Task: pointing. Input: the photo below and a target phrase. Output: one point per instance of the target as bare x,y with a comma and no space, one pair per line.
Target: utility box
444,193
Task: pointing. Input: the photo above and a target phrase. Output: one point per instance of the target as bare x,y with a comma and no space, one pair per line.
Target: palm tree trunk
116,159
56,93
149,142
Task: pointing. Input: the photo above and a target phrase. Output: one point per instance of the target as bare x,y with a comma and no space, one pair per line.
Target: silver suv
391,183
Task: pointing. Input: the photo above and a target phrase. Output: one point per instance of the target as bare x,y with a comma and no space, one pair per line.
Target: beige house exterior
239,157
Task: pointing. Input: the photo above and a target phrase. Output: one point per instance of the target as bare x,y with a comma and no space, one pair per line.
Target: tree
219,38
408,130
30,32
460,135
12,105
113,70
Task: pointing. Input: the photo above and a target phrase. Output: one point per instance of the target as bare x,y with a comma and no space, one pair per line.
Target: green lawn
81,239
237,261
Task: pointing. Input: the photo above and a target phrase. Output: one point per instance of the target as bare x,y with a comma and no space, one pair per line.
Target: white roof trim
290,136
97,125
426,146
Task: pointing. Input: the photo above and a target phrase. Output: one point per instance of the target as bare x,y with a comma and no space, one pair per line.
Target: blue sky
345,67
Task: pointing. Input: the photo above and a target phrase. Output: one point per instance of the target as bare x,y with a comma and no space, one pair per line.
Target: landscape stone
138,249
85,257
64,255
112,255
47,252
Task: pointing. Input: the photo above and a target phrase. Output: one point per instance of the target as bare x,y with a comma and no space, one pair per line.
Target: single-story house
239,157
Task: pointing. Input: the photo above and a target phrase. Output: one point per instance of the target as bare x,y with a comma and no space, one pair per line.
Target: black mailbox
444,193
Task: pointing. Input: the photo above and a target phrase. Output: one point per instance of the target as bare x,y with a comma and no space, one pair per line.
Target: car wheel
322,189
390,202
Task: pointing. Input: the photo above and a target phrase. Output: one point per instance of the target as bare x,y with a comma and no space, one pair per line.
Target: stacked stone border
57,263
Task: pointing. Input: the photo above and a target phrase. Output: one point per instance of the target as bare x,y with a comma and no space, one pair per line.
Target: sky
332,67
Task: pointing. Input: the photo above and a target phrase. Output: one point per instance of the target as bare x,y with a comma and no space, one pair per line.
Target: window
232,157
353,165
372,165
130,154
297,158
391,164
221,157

TASK DIRECTIONS:
A word-for-word copy of the data is what should be returned.

SOLUTION TO THIS TASK:
Task: pointing. Input: the photo below and a target phrase. Output: one point per instance of the target as bare x,y with a comma and no space, one pair per line.
Target: utility box
444,193
Task: pointing. Input: the photo above and a target phrase. Output: one point per instance of the target as bare x,y with a comma and no space, one pair per line.
Target: palm tree trunk
116,159
56,93
149,142
Task: pointing. Input: the photo above and a target phrase. Output: one point per instance of the target as bare x,y with a comma and no space, one pair per line.
Target: silver suv
391,183
Task: pointing. Input: the photo above and a target phrase. Output: one point per instance of the target as bare x,y with a comma and no space, one pair per line.
Target: beige house exterior
239,157
Task: pointing. Input: the photo above and a target phrase. Output: one point per instance of the target as bare x,y with a comma and no space, one pair per line.
Target: tree
219,38
408,130
30,32
460,135
12,105
113,70
Task: pointing. Input: the photo above and a target phrase. Output: one point per instance of the target as bare x,y with a comma and no space, one pair per line.
Target: green lawn
81,239
237,261
Task: pointing. Input: the photo above and a target phrase. Output: one point per instance of the target as bare x,y with a comma and no space, one pair per line.
Target: white roof trim
290,136
97,125
426,146
Task: pointing. Input: the photo above and a target phrase. Output: one point per instance of the target as bare x,y with a comma and no space, one pair per line.
Target: blue sky
345,67
Task: pointing. Input: the photo above and a target phrase. Output: one point per instance of the target as bare x,y with a comma and no space, one pair per line.
Target: landscape stone
138,249
85,257
64,255
112,255
47,252
Task: pointing. Input: the photo above and a target phrase. Output: one point per instance of the target as bare x,y with a comma and no space, one pair per line.
Target: single-story house
239,157
Task: pointing. Input: the photo above and a target phrase. Output: one point per instance of the target as bare x,y with a comma and no space, one pair per line.
Target: black mailbox
444,193
Task: pointing. Input: the photo above and a target phrase. Output: one point per instance of the target as bare x,y with a comma and no space, one pair per line.
Target: car wheel
322,189
390,202
Task: pointing. Input: the photo above and a target phrase. Output: one point per instance of the target as bare x,y with a comma and no space, one pair per line.
Target: stacked stone border
57,263
Task: pointing. Input: the photo above and a target phrase. Output: one point per instance of the target as bare x,y with a comma and no space, one pair per line.
Target: sky
332,67
Task: pointing. Input: the photo above and a target phrase. Output: one point per instance of the target as bare x,y with a comma and no space, one pair per line.
Target: window
232,157
353,165
372,165
130,154
297,158
391,164
221,157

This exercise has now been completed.